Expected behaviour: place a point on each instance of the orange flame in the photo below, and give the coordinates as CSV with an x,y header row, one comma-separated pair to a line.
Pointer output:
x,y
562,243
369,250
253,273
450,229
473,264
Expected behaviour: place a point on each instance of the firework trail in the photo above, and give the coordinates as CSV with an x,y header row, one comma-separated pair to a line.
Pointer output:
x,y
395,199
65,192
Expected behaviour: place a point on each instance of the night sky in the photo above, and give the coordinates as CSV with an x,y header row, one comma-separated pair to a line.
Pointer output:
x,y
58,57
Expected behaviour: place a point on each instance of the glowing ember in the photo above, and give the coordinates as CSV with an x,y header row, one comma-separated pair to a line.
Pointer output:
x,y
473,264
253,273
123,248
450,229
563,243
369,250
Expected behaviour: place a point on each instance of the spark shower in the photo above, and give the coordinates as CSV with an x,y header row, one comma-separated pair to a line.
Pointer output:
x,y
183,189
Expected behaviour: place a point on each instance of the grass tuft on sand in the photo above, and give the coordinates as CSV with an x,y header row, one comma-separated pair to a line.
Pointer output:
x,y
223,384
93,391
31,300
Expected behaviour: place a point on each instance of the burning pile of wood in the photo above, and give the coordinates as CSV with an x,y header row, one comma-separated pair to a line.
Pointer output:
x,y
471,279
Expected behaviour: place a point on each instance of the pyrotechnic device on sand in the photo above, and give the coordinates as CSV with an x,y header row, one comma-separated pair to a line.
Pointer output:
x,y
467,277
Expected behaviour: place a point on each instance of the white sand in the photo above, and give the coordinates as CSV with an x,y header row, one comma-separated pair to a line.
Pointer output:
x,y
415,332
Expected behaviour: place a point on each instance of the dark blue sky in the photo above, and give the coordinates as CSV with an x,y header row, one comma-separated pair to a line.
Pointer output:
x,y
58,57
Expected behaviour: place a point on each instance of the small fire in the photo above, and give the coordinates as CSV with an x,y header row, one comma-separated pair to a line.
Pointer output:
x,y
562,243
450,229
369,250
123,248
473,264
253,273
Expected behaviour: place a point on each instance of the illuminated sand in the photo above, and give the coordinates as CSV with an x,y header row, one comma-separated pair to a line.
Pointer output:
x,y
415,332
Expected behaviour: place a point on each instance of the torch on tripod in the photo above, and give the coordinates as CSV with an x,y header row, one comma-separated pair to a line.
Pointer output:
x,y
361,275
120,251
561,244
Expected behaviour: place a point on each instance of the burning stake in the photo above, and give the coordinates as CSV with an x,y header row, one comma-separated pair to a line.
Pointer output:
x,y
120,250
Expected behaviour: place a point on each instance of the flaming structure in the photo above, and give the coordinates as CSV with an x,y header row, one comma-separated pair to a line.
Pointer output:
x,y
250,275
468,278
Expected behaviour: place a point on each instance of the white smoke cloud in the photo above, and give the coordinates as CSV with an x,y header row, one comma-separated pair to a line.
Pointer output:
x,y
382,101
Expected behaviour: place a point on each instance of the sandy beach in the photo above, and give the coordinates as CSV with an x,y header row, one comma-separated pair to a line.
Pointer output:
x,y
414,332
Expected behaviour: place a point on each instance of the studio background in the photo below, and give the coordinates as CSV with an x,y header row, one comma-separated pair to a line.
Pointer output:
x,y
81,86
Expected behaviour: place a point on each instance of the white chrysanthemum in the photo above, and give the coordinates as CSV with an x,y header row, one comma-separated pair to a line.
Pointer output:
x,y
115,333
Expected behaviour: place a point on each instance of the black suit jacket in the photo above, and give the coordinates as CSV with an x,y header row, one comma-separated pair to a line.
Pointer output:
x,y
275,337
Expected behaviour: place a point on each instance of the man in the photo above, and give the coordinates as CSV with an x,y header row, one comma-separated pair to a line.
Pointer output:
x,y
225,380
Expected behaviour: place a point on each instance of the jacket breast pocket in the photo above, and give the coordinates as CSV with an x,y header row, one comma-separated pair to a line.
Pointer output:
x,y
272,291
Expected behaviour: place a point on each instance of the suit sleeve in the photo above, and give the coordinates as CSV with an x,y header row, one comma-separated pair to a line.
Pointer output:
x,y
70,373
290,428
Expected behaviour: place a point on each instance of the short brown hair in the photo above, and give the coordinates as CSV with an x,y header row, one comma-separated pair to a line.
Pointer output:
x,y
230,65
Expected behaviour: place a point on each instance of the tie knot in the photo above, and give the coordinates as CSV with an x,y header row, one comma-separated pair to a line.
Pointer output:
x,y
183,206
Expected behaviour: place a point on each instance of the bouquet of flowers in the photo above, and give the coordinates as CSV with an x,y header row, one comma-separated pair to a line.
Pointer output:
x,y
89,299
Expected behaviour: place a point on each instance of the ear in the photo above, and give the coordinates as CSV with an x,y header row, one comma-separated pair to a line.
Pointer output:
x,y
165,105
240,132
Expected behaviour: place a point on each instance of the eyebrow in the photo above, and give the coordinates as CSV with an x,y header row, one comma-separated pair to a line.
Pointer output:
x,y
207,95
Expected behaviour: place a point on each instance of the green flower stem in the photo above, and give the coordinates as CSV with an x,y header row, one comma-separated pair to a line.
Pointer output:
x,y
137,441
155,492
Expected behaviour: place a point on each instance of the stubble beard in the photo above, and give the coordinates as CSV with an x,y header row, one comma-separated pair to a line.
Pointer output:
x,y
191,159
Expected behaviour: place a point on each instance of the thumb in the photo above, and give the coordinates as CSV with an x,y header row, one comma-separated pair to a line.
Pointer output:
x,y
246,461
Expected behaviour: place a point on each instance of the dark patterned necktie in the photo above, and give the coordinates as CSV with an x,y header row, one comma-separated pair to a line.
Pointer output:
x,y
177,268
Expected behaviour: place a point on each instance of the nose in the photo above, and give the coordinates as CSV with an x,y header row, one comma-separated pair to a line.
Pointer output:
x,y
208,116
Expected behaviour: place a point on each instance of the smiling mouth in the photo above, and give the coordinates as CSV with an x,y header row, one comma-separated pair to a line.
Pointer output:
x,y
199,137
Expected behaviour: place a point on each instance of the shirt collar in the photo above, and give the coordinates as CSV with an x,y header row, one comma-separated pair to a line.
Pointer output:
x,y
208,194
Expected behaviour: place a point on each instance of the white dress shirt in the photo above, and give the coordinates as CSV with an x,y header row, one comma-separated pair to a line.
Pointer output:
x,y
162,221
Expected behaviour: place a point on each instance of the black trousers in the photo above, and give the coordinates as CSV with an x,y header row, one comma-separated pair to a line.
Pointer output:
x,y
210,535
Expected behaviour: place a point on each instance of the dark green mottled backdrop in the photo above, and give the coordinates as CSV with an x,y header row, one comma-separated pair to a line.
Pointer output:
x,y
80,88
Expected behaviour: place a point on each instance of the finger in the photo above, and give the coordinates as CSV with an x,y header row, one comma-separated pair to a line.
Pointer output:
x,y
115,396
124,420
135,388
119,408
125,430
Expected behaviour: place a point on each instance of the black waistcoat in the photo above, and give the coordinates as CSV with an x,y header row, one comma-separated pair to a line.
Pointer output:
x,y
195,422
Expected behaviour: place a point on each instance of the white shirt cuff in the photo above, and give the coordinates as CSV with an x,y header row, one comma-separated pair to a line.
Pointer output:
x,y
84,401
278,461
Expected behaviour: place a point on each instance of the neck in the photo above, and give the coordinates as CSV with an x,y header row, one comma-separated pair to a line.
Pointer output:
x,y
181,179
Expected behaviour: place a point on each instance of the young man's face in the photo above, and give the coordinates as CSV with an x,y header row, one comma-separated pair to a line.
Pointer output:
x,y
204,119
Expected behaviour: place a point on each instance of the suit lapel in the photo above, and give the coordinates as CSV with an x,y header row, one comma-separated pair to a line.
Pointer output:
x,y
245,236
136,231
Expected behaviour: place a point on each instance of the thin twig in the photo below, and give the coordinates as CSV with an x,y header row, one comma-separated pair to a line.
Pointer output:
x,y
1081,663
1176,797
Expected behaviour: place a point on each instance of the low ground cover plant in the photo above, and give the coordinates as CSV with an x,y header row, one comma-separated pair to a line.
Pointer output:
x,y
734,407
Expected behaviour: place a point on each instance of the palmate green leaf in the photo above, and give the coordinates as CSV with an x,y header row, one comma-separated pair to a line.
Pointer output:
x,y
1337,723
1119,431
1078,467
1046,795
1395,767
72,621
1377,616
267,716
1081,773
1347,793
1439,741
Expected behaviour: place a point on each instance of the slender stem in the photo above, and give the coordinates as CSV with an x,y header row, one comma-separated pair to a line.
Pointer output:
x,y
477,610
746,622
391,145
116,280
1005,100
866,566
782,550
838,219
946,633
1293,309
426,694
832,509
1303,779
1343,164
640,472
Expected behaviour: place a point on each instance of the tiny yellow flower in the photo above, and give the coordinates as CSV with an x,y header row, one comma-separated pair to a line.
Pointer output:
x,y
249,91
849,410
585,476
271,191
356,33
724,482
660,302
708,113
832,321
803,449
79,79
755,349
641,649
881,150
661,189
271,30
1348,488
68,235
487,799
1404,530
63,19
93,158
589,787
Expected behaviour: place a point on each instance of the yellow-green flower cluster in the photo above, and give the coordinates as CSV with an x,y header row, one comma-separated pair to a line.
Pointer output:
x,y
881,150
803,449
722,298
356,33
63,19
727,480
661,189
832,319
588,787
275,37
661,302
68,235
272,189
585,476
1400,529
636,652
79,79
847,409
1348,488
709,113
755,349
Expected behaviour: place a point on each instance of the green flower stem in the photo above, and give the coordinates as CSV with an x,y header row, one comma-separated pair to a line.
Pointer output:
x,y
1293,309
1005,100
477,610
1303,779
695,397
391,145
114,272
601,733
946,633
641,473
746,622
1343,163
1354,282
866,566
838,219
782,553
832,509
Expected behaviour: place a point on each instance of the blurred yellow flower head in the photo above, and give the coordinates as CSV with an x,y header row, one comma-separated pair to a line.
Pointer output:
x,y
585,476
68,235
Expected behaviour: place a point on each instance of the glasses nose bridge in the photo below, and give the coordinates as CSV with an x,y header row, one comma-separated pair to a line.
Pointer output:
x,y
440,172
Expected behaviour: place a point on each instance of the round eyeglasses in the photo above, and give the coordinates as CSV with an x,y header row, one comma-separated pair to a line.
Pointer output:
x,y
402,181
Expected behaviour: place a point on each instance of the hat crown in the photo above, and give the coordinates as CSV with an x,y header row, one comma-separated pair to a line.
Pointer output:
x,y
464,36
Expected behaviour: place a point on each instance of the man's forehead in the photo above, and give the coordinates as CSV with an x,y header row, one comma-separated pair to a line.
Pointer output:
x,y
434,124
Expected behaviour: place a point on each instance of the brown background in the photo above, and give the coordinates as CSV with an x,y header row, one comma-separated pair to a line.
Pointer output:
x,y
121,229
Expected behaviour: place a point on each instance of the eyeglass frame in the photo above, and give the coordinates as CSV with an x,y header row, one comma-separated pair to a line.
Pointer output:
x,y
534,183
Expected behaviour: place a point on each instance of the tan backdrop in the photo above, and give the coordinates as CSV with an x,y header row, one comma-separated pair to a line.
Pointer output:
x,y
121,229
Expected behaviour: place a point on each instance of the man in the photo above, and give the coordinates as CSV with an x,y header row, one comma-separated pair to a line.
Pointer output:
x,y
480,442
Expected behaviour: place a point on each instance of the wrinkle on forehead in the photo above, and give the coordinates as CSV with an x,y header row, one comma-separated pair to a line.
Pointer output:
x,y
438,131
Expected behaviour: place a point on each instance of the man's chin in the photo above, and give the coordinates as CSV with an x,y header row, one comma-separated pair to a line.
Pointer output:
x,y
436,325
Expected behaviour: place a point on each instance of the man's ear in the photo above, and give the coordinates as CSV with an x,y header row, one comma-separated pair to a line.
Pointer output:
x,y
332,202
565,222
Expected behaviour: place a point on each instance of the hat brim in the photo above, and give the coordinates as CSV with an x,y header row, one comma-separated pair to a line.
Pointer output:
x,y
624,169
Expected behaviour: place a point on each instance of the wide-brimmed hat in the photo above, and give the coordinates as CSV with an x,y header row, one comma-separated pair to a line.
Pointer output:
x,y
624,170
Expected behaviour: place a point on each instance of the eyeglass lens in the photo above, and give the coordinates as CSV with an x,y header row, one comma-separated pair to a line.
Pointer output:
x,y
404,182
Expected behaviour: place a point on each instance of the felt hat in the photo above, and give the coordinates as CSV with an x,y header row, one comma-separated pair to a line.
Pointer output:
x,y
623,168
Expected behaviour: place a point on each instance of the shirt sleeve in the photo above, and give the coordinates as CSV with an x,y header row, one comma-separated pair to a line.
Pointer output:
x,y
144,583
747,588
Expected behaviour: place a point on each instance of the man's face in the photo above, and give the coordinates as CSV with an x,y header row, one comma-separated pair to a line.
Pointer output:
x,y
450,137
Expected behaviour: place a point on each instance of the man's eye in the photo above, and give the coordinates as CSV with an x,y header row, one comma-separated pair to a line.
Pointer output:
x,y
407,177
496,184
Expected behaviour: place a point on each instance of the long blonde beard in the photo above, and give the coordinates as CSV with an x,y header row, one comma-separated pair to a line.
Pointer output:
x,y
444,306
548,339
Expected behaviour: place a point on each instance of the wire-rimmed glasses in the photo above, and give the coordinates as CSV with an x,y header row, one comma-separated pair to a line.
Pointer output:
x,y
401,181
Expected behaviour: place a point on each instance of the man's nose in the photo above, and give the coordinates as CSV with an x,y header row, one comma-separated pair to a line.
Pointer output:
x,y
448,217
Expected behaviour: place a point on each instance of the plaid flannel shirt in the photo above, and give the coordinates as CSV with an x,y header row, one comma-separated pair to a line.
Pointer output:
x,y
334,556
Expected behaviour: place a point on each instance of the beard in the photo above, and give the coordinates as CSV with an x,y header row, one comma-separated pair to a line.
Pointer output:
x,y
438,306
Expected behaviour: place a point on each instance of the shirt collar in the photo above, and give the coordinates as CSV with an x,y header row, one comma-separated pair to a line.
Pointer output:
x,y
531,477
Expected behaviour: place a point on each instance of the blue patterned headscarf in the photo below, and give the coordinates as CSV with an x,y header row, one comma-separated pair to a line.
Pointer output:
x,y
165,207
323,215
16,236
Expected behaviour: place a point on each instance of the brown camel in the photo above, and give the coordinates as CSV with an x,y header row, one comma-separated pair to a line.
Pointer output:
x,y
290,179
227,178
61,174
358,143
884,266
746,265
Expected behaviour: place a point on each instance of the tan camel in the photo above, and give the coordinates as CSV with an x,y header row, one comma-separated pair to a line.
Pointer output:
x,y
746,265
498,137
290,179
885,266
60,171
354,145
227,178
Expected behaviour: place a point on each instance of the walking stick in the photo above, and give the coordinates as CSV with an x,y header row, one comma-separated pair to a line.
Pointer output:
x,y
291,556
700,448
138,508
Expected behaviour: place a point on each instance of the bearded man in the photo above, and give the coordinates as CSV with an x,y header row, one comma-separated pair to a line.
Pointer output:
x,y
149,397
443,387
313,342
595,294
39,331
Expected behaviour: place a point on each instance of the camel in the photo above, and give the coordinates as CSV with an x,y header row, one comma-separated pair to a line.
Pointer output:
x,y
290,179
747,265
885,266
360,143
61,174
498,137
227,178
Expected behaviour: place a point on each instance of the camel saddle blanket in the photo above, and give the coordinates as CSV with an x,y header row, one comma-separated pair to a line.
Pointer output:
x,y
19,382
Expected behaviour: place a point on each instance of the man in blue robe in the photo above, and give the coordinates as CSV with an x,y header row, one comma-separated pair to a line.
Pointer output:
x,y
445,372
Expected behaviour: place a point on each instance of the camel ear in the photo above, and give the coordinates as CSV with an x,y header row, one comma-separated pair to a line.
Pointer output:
────
- To be done: Return only the lines running from the line with "Expected behaviour: place a point on each instance of the blue" to the last line of the records, both included, exactly as written.

- The output:
Expected behaviour: place a point on each instance of the blue patterned headscarf in the photo below, and give the coordinates as CSV with an x,y header row, one comma-separated pair to a line.
Pointer output:
x,y
165,207
323,215
16,236
Expected behaviour: place a point on each instance of the brown camel in the photo above, and give the coordinates as CSV with an x,y header row, one comma-separated pair to a line.
Pointer output:
x,y
290,179
227,178
61,174
358,143
884,266
746,265
Expected behaviour: place a point on each instance of the tan camel in the photo above, and give the coordinates as CSV with an x,y header row, one comma-separated pair to a line.
Pointer output:
x,y
746,265
498,137
290,179
885,266
60,171
354,145
227,178
Expected behaviour: place a point on each instance of the walking stick in the photo above, and give the coordinates as CSV with an x,y header row, one comma-separated pair to a line.
Pointer output:
x,y
291,556
700,448
138,508
Expected behaviour: place a point on each instance of the bearded man in the photo above, and give the coordinates as CSV with an x,y header row, one comma-separated pair to a line.
Pointer output:
x,y
149,397
443,387
313,342
595,294
39,331
Expected behaviour: place a point on each instance of the camel in the photo above, and give the coordinates as CSV with an x,y header row, one comma-separated pair to a line.
Pointer output:
x,y
290,179
747,265
885,266
360,143
61,174
498,137
227,178
Expected behaviour: place a point on each instance of the camel saddle blanket in the photo above, and give the coordinates as CSV with an x,y header row, one comma-separated pair to a line.
Pointer output:
x,y
19,382
Expected behaviour: place a point on each instance of the man in blue robe in the photo above, and give the coordinates as CSV with an x,y header row, one comma-separated pair to a line.
Pointer output:
x,y
445,372
Expected behaviour: place a point on each instance of the camel ear in the photo above, and give the coordinates as CSV with an x,y header row, one comma-separated pair to a line.
Pointer output:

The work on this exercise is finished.